PROBLEM STATEMENT:
Render the data between the lines holding "You should see the overcast" and "89;475;969;536", inclusive, as a two-column CSV with the columns text and answer. Give one row for each line of text and all the answers that follow it, with each field in double quotes and any line breaks replaced by spaces.

THE RECORDS:
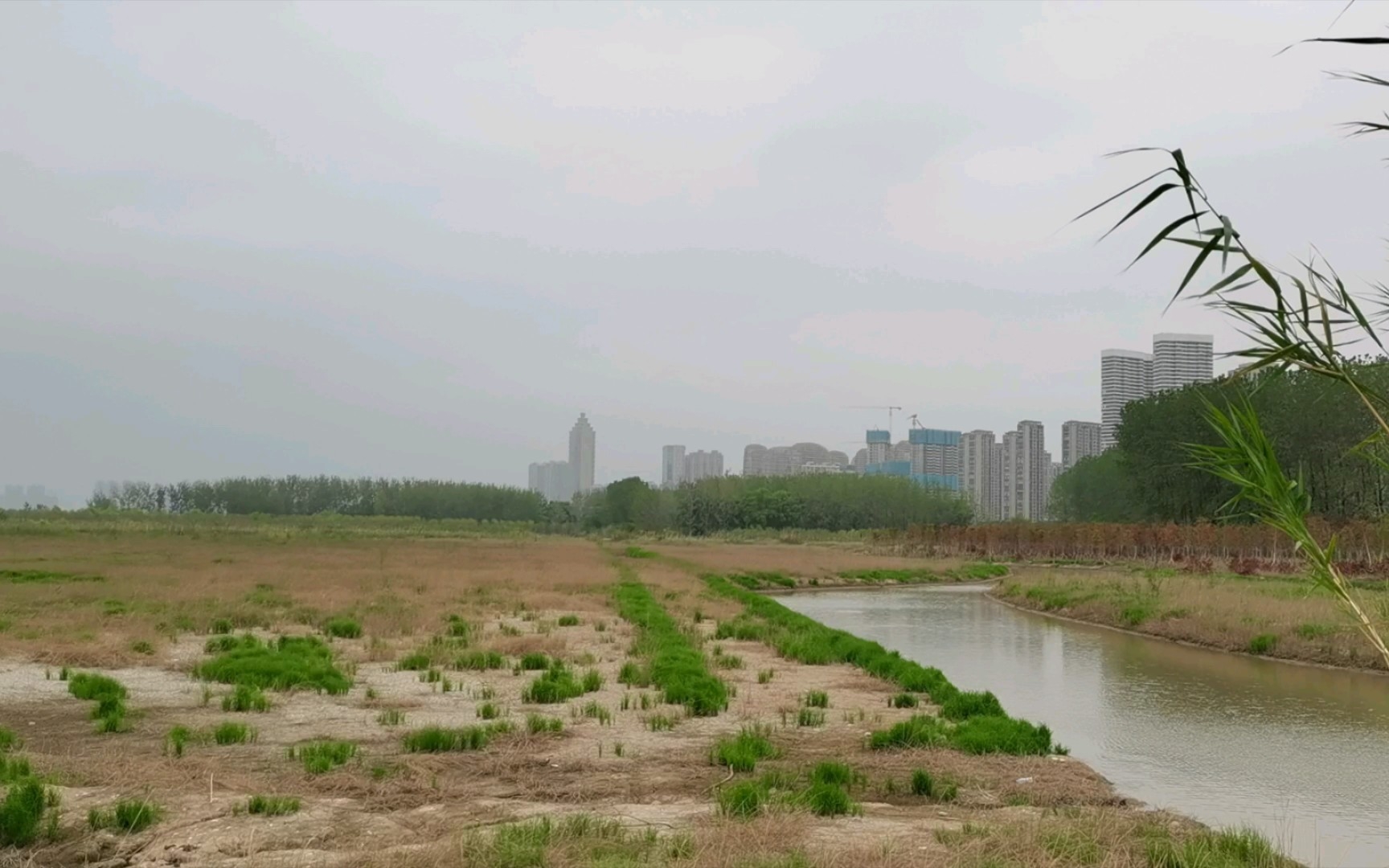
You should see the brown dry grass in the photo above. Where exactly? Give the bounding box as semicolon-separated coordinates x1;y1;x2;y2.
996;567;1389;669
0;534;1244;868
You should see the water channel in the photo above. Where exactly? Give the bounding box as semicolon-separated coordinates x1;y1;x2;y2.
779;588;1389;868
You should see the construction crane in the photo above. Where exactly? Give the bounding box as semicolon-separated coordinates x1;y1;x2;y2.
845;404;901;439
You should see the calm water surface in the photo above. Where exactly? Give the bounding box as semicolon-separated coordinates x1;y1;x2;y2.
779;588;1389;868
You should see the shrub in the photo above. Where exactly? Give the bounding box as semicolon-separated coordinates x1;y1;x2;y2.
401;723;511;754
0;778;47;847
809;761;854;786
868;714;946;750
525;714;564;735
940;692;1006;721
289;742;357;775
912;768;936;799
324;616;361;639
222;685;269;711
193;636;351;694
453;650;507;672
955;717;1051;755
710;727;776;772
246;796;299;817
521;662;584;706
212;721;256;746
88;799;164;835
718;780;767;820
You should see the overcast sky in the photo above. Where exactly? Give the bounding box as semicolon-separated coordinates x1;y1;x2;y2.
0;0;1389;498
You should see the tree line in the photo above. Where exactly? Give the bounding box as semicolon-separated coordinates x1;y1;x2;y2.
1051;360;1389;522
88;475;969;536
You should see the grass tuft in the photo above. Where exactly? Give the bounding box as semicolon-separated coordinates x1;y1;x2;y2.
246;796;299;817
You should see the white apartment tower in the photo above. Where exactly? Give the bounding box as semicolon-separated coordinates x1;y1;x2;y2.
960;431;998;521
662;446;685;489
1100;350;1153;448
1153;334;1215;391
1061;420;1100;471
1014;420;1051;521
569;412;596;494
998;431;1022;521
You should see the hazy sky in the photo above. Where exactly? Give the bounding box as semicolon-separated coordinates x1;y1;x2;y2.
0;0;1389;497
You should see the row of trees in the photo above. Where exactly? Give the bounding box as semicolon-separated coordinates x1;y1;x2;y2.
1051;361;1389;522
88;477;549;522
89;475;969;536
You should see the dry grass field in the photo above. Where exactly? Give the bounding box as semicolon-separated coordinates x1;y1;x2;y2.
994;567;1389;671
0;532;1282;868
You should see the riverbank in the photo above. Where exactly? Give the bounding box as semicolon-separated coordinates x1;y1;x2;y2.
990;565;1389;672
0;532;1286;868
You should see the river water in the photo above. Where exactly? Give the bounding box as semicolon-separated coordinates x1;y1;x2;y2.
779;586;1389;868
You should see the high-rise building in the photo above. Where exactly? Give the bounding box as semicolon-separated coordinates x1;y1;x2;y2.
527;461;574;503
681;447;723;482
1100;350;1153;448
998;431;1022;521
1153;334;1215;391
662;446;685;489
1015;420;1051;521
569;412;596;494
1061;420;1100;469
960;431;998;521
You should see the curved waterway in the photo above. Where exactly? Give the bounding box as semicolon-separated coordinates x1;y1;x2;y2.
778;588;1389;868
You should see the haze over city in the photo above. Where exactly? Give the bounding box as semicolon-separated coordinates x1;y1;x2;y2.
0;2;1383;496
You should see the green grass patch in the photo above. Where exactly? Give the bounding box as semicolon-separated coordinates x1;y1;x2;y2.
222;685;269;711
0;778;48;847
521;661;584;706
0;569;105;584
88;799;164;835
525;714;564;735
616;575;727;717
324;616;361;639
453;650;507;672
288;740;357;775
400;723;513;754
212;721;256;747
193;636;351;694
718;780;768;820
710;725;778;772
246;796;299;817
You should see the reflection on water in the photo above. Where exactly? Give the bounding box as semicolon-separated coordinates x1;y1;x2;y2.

EXERCISE ANSWER:
text,answer
"You should see the overcast sky in the photo above. Where exactly? Give the bounding box as semicolon-separated coordinates x1;y1;x2;y2.","0;0;1389;498"
"You should see the tree line in the photo above. Where exactly? Give the bounding box as semicolon-separated coordinates x1;y1;x2;y2.","1051;360;1389;522 88;475;969;536"
"You should see the grass tuft in the photo above. Where exactly? Give the bounding box as semicolon-separated coordinates x1;y1;x2;y2.","246;796;299;817"
"You should see the white apartment tower in the photo above. Where exactly? Give the bounding box as semicolon-separated coordinates x1;y1;x2;y2.","960;431;998;521 662;446;685;489 1100;350;1153;448 1153;334;1215;391 1061;420;1100;471 1014;420;1051;521 569;412;596;494 998;431;1022;521"
"You should see the hazy sky in the photo above. Where exactly? Give the bounding box as semicolon-separated coordinates x1;y1;x2;y2.","0;0;1389;497"
"You should see the row of trees in the photo above. Where exactly? Give the bounding box as semicolon-separated coordinates x1;y1;x2;y2.","1051;361;1389;522 88;477;549;522 89;475;969;536"